Given data Block Start

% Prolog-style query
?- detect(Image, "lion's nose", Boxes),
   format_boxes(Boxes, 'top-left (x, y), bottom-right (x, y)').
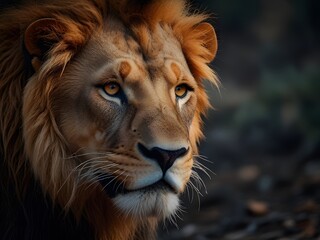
top-left (138, 143), bottom-right (188, 173)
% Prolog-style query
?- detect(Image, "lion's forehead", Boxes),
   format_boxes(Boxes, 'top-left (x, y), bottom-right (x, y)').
top-left (93, 21), bottom-right (193, 85)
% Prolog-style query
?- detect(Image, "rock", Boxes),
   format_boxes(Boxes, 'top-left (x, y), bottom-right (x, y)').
top-left (258, 175), bottom-right (274, 192)
top-left (298, 218), bottom-right (318, 238)
top-left (180, 224), bottom-right (197, 237)
top-left (237, 165), bottom-right (260, 182)
top-left (224, 230), bottom-right (248, 240)
top-left (246, 200), bottom-right (269, 216)
top-left (295, 199), bottom-right (319, 213)
top-left (283, 219), bottom-right (295, 229)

Given data Block End

Work to be completed:
Scan the material and collect every line that contains "detect".

Expected output:
?- detect(Image, "lion's nose", Boxes),
?- detect(Image, "lion's forehead", Boxes),
?- detect(Image, "rock", Boxes),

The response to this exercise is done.